DESCRIPTION OF THE TASK
Reproduce without any pictures the lines from the one that contains "The component shall return one point per instance of the light" through the end of the records, exactly as written.

Recorded data
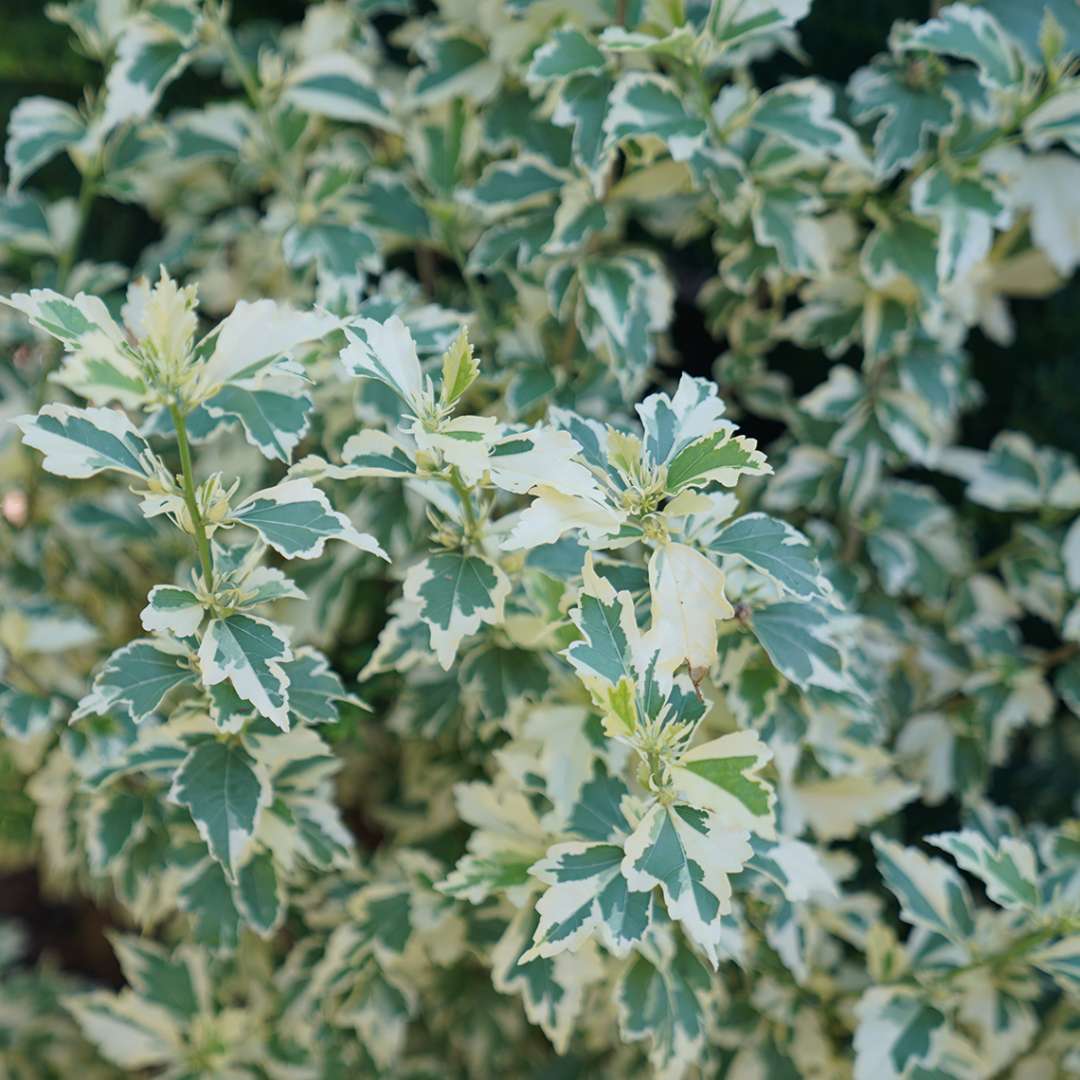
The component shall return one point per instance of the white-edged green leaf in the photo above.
(339, 86)
(521, 462)
(688, 853)
(178, 982)
(802, 115)
(150, 53)
(908, 115)
(247, 651)
(1056, 120)
(687, 591)
(968, 210)
(136, 679)
(588, 893)
(459, 368)
(172, 610)
(254, 334)
(1008, 868)
(931, 893)
(226, 790)
(374, 454)
(649, 105)
(258, 894)
(507, 186)
(721, 775)
(717, 458)
(798, 638)
(83, 442)
(899, 1030)
(567, 52)
(661, 999)
(606, 657)
(387, 353)
(734, 22)
(314, 690)
(1061, 960)
(296, 518)
(775, 549)
(131, 1033)
(552, 988)
(38, 130)
(972, 35)
(273, 421)
(456, 593)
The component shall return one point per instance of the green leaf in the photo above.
(689, 854)
(172, 610)
(38, 130)
(1008, 867)
(456, 66)
(207, 896)
(273, 422)
(802, 115)
(909, 113)
(456, 594)
(732, 23)
(650, 105)
(583, 105)
(515, 185)
(605, 659)
(1056, 120)
(136, 678)
(459, 367)
(1061, 960)
(314, 691)
(258, 894)
(116, 822)
(567, 52)
(588, 893)
(931, 893)
(247, 651)
(721, 775)
(296, 520)
(83, 442)
(717, 458)
(899, 1030)
(971, 35)
(226, 791)
(176, 982)
(150, 54)
(552, 988)
(784, 218)
(968, 211)
(775, 549)
(798, 639)
(340, 86)
(387, 353)
(662, 999)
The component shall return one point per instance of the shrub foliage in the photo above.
(428, 677)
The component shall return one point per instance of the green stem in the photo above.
(476, 297)
(240, 67)
(65, 261)
(285, 167)
(88, 189)
(202, 543)
(466, 496)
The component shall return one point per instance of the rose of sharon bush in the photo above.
(415, 658)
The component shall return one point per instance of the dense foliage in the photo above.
(406, 646)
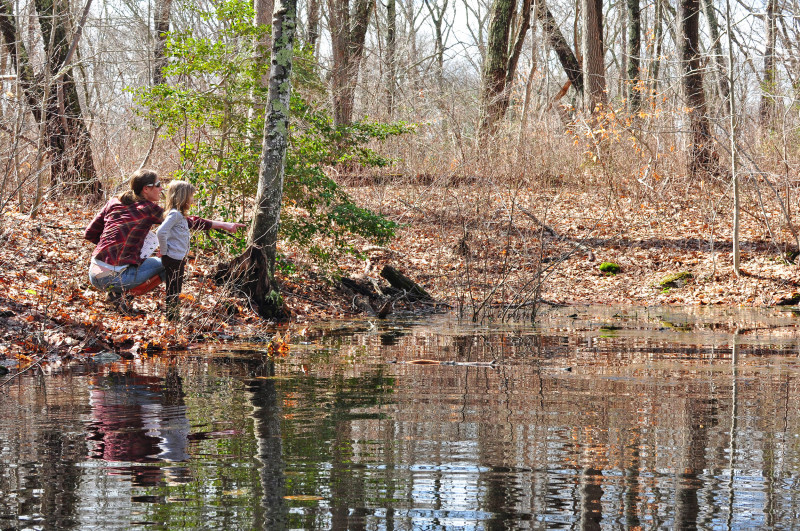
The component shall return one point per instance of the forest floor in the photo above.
(475, 249)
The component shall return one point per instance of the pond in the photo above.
(593, 418)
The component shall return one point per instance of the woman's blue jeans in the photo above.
(131, 277)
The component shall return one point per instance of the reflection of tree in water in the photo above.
(267, 423)
(320, 430)
(59, 455)
(139, 419)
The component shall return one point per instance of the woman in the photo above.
(119, 230)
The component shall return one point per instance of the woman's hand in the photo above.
(226, 226)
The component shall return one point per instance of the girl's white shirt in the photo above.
(173, 235)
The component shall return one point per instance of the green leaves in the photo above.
(213, 108)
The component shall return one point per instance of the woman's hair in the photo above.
(178, 195)
(139, 180)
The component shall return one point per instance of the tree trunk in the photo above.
(262, 19)
(767, 107)
(391, 51)
(716, 46)
(593, 54)
(494, 72)
(313, 23)
(348, 33)
(437, 10)
(163, 8)
(68, 140)
(634, 54)
(256, 266)
(561, 47)
(702, 155)
(655, 51)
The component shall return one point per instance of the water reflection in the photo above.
(267, 415)
(631, 426)
(139, 418)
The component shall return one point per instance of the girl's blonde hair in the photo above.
(179, 194)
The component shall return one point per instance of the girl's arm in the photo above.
(198, 223)
(224, 225)
(163, 230)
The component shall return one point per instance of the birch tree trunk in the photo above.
(593, 54)
(391, 52)
(256, 267)
(494, 72)
(262, 17)
(634, 54)
(161, 16)
(313, 24)
(767, 107)
(702, 155)
(716, 47)
(504, 49)
(555, 38)
(348, 33)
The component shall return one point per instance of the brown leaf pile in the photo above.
(469, 246)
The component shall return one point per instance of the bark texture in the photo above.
(507, 33)
(391, 53)
(767, 108)
(53, 96)
(561, 47)
(702, 154)
(348, 32)
(634, 54)
(163, 9)
(594, 68)
(254, 271)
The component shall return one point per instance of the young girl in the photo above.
(173, 241)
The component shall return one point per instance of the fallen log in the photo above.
(399, 281)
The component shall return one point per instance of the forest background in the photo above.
(504, 154)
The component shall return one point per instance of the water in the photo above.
(596, 418)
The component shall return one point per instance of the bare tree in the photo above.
(53, 96)
(391, 56)
(593, 49)
(348, 33)
(506, 36)
(163, 8)
(437, 10)
(769, 82)
(633, 55)
(254, 270)
(561, 47)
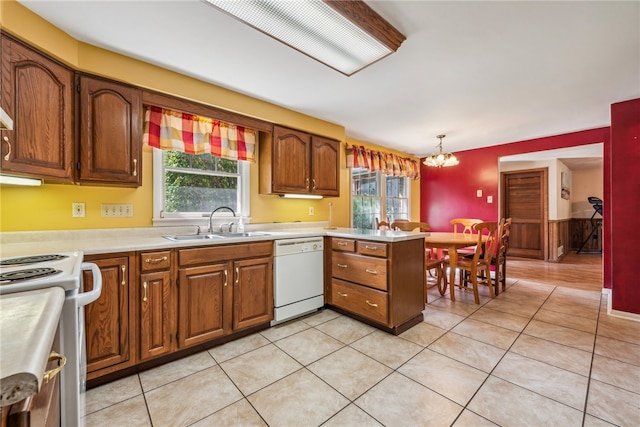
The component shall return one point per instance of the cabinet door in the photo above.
(252, 292)
(154, 294)
(325, 166)
(37, 93)
(107, 318)
(110, 132)
(291, 161)
(202, 302)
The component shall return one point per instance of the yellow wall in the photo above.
(49, 207)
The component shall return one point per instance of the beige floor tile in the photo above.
(350, 372)
(486, 333)
(112, 393)
(616, 373)
(440, 318)
(352, 416)
(399, 401)
(469, 351)
(613, 404)
(561, 335)
(422, 334)
(583, 324)
(278, 332)
(240, 346)
(445, 376)
(555, 383)
(309, 345)
(301, 399)
(388, 349)
(132, 412)
(345, 329)
(237, 414)
(259, 368)
(192, 398)
(471, 419)
(175, 370)
(500, 318)
(619, 350)
(319, 317)
(507, 404)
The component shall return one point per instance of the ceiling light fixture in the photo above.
(441, 159)
(344, 35)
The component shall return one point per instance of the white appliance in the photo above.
(297, 277)
(65, 270)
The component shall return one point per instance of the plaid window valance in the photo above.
(387, 163)
(189, 133)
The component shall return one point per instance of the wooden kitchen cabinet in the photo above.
(110, 143)
(41, 143)
(378, 282)
(154, 305)
(296, 162)
(108, 319)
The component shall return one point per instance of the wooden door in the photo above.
(107, 318)
(202, 301)
(110, 132)
(154, 295)
(524, 199)
(252, 292)
(325, 166)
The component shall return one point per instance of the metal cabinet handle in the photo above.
(6, 139)
(49, 375)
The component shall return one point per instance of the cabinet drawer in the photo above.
(361, 300)
(345, 245)
(360, 269)
(150, 261)
(372, 248)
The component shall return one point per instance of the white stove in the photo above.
(64, 270)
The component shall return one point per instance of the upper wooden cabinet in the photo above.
(296, 162)
(110, 142)
(37, 92)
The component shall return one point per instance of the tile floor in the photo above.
(536, 355)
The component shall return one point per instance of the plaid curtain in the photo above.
(188, 133)
(387, 163)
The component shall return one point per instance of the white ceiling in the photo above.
(483, 73)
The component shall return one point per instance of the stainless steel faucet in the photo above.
(216, 210)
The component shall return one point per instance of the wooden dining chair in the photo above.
(478, 267)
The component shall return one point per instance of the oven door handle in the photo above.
(88, 297)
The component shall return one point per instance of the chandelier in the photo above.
(441, 159)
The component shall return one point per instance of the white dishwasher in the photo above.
(297, 277)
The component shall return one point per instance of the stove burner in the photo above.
(28, 273)
(31, 259)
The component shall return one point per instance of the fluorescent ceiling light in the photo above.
(301, 196)
(344, 35)
(19, 180)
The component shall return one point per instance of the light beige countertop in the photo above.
(28, 323)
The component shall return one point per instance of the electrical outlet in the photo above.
(77, 210)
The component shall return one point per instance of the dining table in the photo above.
(452, 242)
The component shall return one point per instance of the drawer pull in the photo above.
(49, 375)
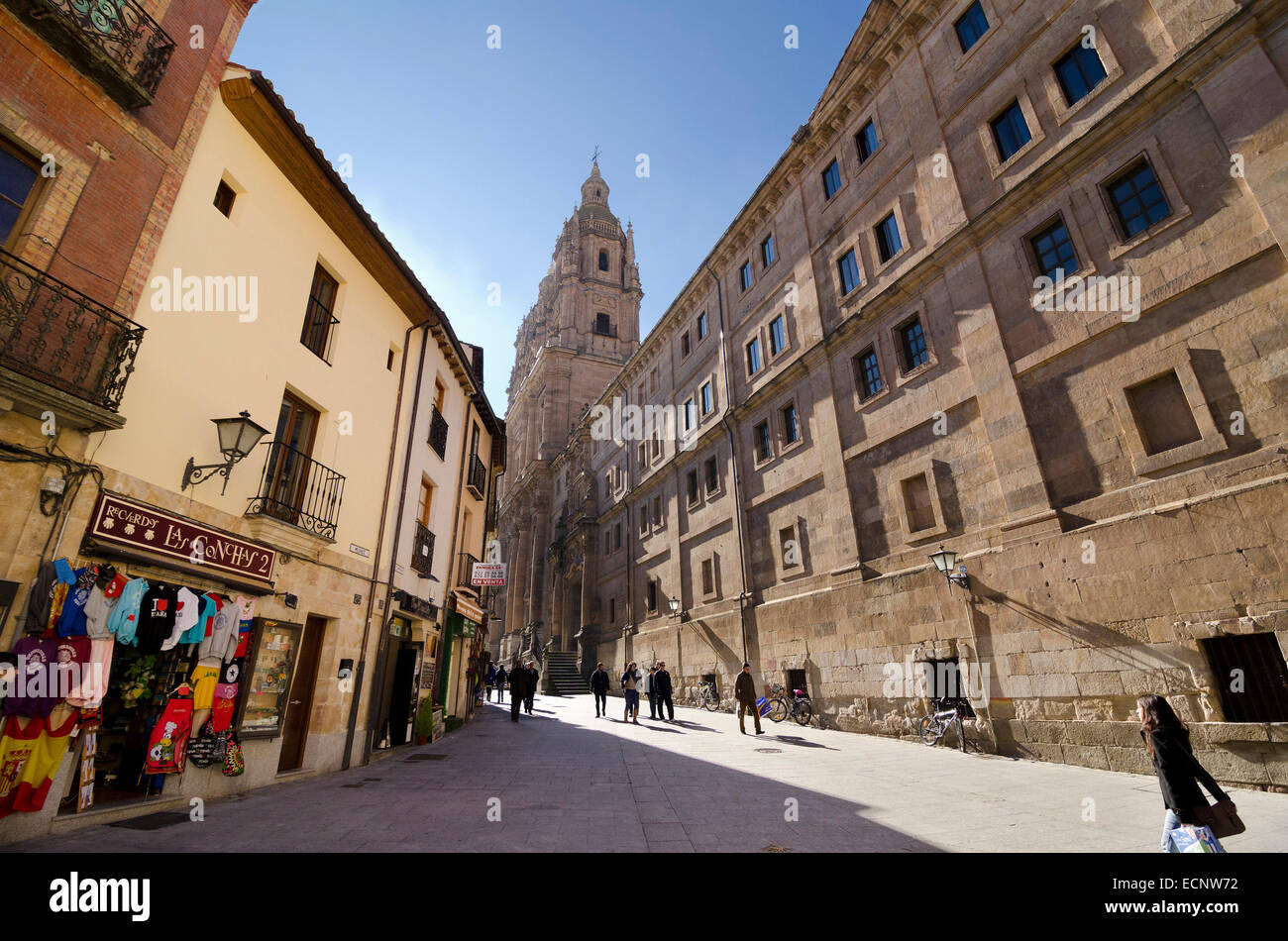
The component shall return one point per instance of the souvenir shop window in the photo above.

ANSWER
The component shall return one point per instance of the light beige countertop in the photo above.
(28, 323)
The component shall return one point per instance of the electrical outlet in the photo above.
(77, 210)
The component shall return one point per instance of the dining table in the photo above.
(452, 242)
The component shall return one point per instance of the drawer pull in the photo above.
(49, 375)
The component shall return one point per instance of the souvenir shop window in the photo above.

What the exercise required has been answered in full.